TASK PROMPT :: Your answer consists of the lines in the data that contain "small". Copy each of them.

STORED DATA ::
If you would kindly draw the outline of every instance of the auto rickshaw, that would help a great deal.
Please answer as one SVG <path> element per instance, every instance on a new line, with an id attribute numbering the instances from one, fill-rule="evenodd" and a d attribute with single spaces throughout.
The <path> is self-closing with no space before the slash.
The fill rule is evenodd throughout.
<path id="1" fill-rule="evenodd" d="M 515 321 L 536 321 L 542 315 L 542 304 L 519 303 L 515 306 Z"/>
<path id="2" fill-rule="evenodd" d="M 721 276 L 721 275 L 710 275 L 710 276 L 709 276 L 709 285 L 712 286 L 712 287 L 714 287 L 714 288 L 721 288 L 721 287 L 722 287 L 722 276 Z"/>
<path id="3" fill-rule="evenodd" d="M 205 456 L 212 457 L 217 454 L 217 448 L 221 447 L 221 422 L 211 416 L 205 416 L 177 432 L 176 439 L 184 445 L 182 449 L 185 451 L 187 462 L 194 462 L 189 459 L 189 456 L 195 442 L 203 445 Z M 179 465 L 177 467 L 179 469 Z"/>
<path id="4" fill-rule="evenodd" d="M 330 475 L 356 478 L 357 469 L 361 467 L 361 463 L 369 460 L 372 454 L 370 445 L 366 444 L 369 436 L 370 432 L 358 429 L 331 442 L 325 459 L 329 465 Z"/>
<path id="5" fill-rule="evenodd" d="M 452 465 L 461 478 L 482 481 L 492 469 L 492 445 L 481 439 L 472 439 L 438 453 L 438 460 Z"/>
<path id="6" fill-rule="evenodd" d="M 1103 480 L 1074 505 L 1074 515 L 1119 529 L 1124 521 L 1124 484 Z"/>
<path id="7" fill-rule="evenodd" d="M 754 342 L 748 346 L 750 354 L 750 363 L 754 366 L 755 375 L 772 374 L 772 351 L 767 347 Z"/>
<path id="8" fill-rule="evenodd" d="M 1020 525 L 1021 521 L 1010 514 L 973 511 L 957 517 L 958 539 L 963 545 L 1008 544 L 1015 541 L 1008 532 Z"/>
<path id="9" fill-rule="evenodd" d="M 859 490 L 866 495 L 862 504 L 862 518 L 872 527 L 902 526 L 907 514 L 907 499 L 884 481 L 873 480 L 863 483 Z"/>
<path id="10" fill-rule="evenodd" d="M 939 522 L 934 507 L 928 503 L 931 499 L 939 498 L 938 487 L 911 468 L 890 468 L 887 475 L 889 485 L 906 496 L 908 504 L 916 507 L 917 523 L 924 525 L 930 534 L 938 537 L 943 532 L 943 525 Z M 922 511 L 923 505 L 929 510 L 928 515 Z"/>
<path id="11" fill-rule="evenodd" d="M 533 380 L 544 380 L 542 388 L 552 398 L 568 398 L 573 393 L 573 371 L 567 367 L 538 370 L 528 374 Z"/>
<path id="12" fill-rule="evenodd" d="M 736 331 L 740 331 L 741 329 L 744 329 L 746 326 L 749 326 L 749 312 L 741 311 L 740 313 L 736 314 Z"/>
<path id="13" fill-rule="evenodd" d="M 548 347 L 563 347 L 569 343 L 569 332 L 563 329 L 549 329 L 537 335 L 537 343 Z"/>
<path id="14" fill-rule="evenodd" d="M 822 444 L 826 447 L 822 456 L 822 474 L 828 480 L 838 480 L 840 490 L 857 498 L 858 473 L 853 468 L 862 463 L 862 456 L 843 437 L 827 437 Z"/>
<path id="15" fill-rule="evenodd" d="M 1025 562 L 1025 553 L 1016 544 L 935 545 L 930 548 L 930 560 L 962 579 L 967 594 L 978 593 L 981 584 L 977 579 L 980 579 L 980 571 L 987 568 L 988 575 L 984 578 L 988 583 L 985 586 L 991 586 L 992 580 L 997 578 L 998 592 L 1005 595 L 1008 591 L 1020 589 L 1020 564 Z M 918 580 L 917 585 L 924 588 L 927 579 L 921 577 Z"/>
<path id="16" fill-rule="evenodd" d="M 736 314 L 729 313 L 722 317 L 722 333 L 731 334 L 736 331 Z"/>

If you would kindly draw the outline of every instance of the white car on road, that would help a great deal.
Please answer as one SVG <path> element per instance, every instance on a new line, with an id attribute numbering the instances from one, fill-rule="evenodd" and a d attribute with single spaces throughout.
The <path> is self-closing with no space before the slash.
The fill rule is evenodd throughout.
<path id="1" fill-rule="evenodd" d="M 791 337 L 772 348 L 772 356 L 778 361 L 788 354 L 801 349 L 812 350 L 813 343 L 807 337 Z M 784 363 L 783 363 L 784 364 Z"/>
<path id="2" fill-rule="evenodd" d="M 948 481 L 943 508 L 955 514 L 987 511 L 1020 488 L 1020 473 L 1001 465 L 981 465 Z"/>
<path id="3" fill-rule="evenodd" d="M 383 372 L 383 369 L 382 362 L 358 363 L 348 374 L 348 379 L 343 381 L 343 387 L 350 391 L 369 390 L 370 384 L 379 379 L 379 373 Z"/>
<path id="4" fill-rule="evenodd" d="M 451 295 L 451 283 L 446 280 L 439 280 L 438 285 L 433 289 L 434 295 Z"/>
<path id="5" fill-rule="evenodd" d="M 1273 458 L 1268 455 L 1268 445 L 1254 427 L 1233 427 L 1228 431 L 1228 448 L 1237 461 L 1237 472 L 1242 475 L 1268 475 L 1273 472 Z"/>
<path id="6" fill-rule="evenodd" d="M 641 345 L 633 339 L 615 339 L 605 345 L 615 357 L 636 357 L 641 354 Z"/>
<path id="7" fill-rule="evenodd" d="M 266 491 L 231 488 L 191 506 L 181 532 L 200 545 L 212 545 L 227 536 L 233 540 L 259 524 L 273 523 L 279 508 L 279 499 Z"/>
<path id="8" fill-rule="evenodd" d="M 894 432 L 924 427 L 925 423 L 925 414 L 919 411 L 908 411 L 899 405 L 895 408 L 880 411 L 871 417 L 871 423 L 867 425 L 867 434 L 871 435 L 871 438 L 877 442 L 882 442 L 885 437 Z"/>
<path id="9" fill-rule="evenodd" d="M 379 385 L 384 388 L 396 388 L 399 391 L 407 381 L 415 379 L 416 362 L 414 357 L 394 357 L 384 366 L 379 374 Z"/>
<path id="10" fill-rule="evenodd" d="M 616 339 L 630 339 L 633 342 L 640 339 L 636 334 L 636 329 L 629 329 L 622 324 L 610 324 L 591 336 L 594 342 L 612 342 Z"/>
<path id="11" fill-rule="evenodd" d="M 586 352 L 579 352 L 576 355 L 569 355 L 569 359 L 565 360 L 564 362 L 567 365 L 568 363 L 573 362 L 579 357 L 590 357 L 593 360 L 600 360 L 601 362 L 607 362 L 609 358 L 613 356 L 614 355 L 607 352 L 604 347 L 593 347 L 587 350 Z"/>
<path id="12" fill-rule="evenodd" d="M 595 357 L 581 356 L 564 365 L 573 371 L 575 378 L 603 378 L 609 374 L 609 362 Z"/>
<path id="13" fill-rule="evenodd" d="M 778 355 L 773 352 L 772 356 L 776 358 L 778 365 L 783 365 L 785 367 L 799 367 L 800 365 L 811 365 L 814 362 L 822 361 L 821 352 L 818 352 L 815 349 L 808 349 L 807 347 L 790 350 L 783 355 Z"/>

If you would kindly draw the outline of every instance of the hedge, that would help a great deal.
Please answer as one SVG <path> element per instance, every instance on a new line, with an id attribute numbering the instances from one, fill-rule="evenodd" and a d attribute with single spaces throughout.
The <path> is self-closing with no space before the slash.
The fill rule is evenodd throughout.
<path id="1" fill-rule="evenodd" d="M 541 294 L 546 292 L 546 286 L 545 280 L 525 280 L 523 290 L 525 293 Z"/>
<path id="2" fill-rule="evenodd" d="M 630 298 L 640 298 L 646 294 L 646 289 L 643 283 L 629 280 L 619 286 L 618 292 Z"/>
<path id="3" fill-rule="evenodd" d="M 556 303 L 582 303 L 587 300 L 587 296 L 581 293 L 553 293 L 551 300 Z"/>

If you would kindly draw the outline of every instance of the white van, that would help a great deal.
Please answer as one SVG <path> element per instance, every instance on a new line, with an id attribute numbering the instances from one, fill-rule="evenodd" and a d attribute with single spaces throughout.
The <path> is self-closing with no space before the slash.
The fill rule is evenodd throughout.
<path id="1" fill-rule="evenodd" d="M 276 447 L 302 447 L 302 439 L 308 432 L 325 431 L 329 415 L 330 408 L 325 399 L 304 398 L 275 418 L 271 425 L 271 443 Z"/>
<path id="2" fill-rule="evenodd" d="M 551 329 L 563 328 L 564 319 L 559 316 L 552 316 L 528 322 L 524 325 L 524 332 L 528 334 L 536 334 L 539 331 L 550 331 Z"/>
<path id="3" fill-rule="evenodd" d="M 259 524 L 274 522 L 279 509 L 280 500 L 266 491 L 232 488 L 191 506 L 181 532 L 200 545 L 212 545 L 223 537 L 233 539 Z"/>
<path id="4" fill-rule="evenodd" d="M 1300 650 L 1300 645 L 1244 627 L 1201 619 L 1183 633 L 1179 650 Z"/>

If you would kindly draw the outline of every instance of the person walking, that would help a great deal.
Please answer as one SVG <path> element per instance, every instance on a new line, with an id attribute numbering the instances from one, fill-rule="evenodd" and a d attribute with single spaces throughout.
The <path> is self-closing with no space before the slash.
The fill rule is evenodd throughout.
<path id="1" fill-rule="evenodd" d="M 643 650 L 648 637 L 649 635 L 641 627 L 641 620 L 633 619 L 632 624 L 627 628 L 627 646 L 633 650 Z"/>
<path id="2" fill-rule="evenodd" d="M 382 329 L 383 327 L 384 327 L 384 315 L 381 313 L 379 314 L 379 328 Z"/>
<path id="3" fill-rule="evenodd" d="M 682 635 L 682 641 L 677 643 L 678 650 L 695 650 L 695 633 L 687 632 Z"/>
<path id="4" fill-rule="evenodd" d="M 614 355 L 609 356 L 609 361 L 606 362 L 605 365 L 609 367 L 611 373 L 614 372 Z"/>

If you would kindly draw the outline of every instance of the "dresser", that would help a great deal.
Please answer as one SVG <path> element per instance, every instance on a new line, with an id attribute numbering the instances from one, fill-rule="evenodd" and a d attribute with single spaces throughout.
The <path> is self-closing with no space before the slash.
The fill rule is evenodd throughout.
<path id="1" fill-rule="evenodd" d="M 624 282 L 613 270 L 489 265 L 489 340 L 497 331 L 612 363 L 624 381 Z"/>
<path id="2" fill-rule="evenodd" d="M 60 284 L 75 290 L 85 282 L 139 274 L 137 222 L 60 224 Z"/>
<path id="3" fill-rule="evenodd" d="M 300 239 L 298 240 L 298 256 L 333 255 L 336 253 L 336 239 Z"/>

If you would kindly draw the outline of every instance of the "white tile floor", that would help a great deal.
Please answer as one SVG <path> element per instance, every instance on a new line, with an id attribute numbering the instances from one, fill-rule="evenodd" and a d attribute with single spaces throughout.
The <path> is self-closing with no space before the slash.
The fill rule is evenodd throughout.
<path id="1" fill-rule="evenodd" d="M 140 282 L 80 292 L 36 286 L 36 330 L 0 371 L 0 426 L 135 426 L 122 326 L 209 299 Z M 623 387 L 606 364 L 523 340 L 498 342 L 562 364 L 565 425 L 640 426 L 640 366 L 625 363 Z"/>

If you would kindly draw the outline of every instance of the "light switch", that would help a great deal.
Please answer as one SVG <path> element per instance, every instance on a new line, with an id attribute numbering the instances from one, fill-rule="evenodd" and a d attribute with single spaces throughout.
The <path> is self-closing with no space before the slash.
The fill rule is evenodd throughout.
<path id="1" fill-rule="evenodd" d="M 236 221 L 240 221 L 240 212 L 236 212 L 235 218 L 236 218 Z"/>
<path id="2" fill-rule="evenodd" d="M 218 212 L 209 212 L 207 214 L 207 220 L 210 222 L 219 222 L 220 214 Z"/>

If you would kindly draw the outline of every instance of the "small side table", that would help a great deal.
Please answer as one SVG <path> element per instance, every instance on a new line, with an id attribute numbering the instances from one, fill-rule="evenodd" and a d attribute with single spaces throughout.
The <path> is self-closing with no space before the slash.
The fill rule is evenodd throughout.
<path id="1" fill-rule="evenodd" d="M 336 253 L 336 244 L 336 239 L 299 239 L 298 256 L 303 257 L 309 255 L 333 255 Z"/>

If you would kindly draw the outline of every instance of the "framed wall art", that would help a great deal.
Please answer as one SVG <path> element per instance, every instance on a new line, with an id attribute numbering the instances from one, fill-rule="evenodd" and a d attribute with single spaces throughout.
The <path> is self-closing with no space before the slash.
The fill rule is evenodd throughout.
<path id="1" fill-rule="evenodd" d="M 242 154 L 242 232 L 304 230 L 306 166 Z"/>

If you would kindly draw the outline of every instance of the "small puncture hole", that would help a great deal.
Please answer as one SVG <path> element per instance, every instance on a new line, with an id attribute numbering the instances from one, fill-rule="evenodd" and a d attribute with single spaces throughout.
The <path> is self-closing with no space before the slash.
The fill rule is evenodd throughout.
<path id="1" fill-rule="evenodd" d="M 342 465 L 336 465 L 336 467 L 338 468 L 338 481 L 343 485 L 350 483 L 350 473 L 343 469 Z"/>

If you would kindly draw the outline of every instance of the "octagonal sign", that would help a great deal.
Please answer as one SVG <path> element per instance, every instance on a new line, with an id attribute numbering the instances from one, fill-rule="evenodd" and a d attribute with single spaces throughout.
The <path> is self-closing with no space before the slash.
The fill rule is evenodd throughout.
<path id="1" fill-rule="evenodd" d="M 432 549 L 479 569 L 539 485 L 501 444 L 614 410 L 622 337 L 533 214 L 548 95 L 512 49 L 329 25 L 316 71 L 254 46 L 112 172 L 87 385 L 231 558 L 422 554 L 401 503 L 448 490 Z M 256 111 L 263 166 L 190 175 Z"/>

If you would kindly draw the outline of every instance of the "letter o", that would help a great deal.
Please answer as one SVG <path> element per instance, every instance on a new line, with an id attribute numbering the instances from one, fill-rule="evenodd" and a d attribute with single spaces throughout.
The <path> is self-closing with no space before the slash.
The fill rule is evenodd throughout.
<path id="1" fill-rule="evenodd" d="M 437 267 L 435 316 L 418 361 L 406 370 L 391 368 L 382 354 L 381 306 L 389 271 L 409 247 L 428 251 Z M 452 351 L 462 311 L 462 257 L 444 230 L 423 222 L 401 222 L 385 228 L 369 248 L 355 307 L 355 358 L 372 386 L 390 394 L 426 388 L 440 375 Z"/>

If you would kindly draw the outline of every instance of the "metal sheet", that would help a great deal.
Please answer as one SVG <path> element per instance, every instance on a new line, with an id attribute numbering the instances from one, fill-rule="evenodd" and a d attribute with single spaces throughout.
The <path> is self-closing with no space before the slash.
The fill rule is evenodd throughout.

EXERCISE SOLUTION ::
If you would kindly draw the outline of every instance of the "small side table", that would help a great deal.
If you would kindly draw the outline of every instance of the "small puncture hole", that would help a great deal.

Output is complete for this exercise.